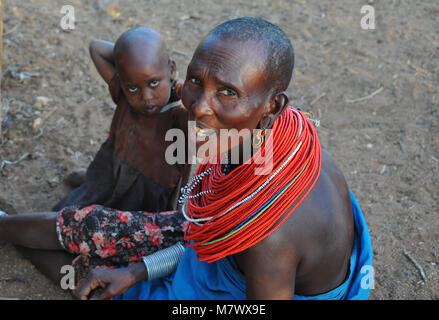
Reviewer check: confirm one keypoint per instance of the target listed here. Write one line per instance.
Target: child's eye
(228, 92)
(154, 83)
(133, 89)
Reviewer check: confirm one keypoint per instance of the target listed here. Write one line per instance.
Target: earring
(258, 139)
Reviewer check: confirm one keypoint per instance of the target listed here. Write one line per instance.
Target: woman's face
(225, 88)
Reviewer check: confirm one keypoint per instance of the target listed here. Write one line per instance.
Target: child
(130, 172)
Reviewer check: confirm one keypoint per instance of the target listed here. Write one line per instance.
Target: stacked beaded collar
(229, 213)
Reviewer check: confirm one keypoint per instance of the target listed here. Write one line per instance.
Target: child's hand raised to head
(101, 53)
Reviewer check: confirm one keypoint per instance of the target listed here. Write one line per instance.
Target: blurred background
(375, 92)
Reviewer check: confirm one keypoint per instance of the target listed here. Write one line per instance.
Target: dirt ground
(375, 93)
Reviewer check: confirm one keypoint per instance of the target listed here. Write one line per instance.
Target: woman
(243, 241)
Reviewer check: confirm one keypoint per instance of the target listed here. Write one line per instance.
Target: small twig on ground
(180, 53)
(5, 162)
(431, 40)
(417, 265)
(12, 29)
(318, 98)
(366, 97)
(404, 152)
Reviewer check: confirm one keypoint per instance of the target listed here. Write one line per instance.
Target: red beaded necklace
(237, 210)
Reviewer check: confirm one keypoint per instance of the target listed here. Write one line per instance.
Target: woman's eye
(194, 80)
(132, 89)
(154, 83)
(228, 92)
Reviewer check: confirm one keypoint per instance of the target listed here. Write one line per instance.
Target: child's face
(146, 84)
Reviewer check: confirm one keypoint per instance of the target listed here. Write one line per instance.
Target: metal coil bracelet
(162, 263)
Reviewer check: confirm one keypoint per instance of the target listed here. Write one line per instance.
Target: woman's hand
(113, 281)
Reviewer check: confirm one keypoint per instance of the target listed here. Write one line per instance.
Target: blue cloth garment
(221, 280)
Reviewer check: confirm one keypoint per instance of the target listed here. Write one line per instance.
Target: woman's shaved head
(278, 52)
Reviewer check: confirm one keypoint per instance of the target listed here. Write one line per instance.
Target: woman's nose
(147, 96)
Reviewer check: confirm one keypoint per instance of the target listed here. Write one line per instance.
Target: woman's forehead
(233, 60)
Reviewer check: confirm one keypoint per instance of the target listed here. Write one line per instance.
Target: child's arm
(101, 53)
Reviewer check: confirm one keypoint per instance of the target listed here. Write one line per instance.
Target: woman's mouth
(199, 134)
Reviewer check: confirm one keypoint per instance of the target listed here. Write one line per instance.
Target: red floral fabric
(108, 238)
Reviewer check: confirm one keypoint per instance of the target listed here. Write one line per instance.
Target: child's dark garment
(129, 172)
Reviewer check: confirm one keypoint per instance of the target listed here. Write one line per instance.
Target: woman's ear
(278, 103)
(172, 70)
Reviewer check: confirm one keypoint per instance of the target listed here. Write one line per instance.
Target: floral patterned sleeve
(108, 238)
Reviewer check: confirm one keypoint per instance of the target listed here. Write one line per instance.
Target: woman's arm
(114, 282)
(101, 53)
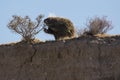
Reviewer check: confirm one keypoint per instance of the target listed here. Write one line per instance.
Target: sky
(78, 11)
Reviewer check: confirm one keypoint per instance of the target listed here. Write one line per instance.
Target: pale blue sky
(76, 10)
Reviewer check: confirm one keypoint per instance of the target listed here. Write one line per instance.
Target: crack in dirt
(27, 61)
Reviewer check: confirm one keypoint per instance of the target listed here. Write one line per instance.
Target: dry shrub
(25, 27)
(97, 26)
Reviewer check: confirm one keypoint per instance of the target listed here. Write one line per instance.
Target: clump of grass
(96, 26)
(25, 27)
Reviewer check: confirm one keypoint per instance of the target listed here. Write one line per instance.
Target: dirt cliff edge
(84, 58)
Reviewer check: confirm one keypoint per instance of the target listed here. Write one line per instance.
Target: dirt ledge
(84, 58)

= = = =

EXERCISE TASK: How many lines of the data contain the string "child", counting only matches with the same case? Reply with the number alone.

WORKED SOLUTION: 6